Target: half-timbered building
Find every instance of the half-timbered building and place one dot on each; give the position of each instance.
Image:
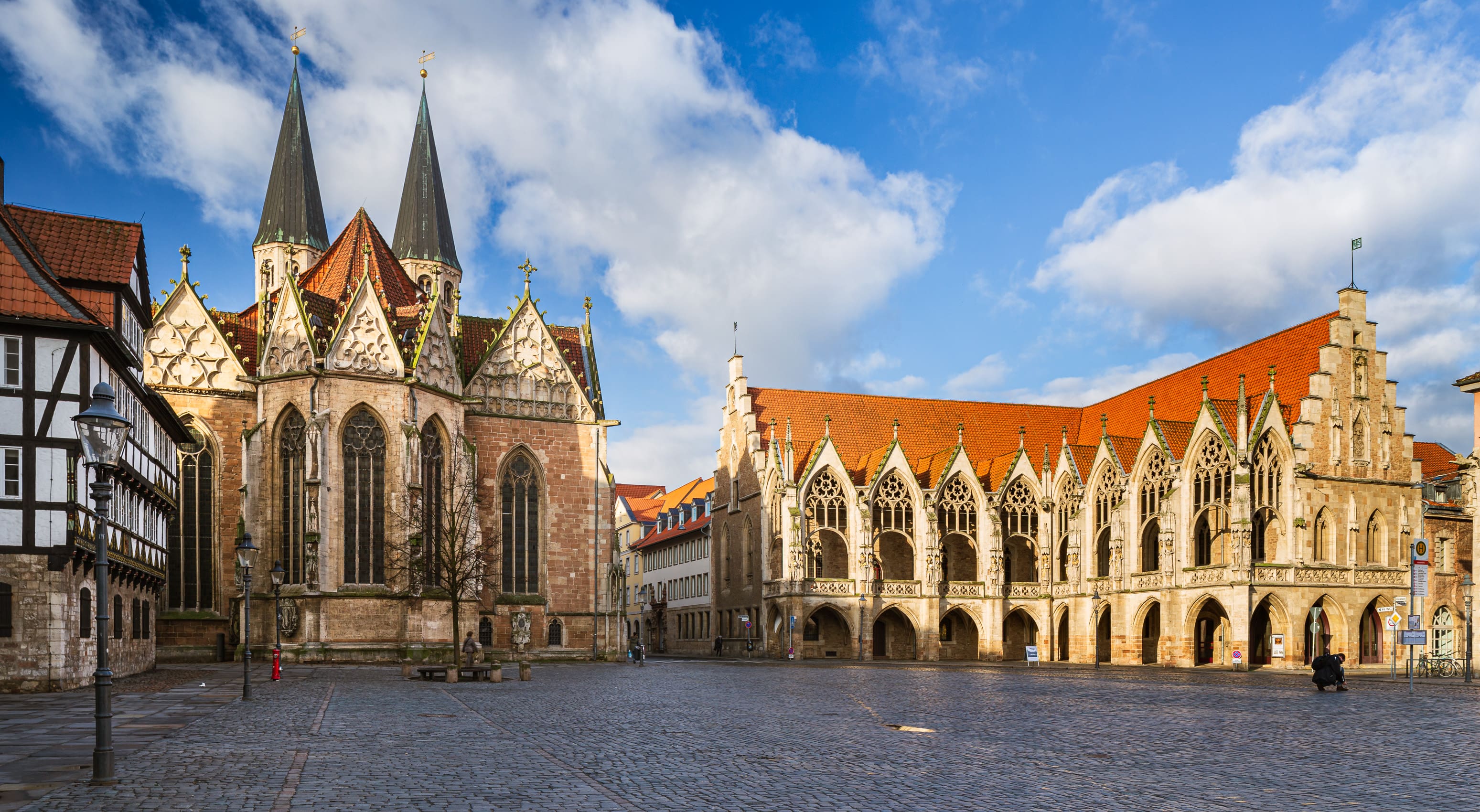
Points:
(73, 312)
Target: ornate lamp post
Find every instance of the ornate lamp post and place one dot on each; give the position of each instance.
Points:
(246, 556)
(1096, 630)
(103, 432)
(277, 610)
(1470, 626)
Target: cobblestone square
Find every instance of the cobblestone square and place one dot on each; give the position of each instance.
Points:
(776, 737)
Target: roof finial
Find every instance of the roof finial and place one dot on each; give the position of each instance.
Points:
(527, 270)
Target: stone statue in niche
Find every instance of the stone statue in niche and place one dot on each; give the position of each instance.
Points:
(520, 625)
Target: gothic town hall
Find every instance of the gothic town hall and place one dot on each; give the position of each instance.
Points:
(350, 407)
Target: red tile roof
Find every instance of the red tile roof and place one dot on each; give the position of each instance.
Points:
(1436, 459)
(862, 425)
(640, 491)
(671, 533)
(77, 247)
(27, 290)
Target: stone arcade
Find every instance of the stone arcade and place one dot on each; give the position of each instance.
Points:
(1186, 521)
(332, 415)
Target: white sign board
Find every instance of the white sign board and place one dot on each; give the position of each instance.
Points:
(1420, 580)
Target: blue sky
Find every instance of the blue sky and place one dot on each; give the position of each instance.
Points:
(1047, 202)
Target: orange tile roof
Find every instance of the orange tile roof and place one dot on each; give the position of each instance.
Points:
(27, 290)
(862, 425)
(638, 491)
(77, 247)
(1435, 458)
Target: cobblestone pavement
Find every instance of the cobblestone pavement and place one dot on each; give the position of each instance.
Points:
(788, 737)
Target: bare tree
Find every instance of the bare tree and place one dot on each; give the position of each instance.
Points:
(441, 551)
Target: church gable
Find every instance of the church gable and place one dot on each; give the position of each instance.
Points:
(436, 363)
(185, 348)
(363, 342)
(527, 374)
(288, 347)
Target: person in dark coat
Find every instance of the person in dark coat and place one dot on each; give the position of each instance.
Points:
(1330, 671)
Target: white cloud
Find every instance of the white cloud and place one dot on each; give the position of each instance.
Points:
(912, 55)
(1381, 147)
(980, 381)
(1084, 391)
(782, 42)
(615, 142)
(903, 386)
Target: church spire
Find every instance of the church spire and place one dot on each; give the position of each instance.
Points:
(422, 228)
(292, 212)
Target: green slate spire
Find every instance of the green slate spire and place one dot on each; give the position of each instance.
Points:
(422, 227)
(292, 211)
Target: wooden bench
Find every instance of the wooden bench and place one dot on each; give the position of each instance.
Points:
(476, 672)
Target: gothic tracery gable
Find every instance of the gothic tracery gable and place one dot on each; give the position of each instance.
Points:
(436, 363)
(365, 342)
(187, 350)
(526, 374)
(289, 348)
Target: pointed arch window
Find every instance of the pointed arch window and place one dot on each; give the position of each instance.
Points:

---

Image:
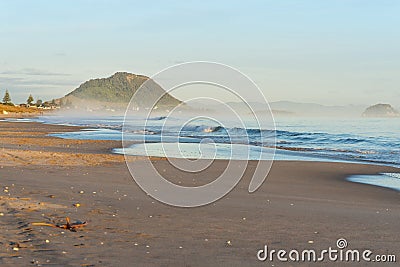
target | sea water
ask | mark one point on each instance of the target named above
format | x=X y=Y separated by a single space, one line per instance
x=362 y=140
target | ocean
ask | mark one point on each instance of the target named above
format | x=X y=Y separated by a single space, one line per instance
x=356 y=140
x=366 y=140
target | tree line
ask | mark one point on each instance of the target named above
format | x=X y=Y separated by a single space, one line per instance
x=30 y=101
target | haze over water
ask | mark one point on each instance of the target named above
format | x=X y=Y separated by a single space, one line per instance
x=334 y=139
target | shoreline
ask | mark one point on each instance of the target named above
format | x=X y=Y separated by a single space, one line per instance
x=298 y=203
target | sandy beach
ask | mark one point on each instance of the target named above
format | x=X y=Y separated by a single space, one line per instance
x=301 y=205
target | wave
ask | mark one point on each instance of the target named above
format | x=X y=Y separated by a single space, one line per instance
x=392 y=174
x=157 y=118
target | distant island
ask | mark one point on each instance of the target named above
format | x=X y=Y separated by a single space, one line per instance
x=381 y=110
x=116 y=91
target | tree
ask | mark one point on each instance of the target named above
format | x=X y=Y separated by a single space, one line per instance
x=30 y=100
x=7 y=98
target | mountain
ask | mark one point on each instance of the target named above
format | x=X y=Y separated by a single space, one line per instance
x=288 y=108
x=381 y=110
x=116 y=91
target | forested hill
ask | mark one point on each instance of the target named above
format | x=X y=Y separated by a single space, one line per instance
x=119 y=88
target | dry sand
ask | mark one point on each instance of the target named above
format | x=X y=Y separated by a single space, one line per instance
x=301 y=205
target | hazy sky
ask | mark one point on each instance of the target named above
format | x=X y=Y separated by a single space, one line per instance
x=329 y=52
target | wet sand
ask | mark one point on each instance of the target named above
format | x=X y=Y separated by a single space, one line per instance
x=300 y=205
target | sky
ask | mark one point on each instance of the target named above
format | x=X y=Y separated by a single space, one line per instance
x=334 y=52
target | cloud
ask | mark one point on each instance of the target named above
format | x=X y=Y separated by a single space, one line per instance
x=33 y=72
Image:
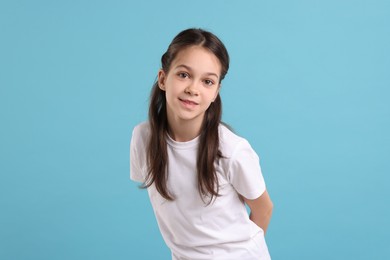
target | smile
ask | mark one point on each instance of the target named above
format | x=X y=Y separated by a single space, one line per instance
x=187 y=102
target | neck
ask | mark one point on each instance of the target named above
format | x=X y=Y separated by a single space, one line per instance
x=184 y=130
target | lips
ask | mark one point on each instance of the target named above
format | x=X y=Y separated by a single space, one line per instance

...

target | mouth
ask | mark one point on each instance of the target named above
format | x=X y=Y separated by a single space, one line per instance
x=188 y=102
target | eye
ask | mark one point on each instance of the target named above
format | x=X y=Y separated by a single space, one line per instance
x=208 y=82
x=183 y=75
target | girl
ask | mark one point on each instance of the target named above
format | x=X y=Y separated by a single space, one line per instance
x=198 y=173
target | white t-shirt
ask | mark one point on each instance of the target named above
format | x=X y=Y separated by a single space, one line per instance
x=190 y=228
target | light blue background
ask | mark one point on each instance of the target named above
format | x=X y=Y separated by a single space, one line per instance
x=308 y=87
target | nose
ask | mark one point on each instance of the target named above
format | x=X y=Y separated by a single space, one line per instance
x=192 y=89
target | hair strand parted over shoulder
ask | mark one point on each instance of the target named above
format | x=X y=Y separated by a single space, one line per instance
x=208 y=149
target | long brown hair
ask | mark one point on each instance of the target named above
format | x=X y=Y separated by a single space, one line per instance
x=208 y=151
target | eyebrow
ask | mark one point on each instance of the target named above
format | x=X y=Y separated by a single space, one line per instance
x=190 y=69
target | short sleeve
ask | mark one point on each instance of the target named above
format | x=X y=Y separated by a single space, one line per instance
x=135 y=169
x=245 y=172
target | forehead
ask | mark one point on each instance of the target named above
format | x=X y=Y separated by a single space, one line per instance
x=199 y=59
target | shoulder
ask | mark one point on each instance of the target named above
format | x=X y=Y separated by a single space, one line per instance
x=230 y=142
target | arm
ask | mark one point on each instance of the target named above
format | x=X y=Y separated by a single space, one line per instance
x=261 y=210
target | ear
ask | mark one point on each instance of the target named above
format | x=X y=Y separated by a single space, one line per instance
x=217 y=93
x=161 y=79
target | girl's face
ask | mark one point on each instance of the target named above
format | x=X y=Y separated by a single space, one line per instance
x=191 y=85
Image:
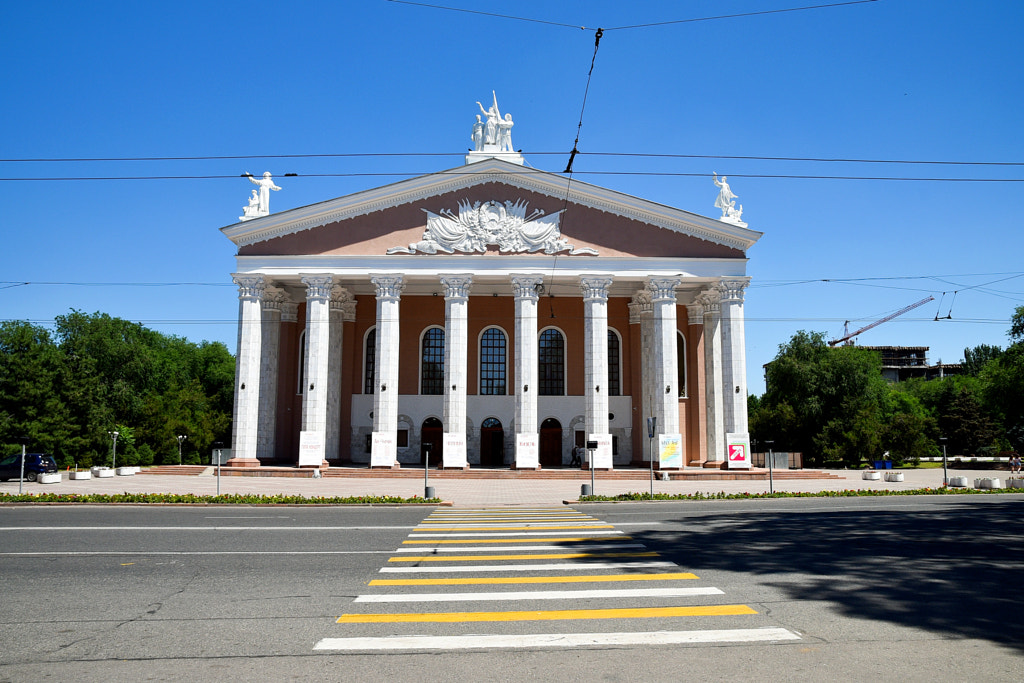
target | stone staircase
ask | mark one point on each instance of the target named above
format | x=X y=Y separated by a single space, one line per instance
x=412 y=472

What to produce: Transcribe, exactly and without pictures, everything in the data from the line with "Target: half-timbered building" down to the line with "Find every instance of the ornate", both included.

Response to the exercise:
Target: half-timbered building
Find every instance of the half-timbered building and place one dot on each; give the position of each instance.
Image:
Points:
(73, 312)
Target: ornate lamp post
Find every instance of the ornate lamp post and place one dot on each; give the position of each instance.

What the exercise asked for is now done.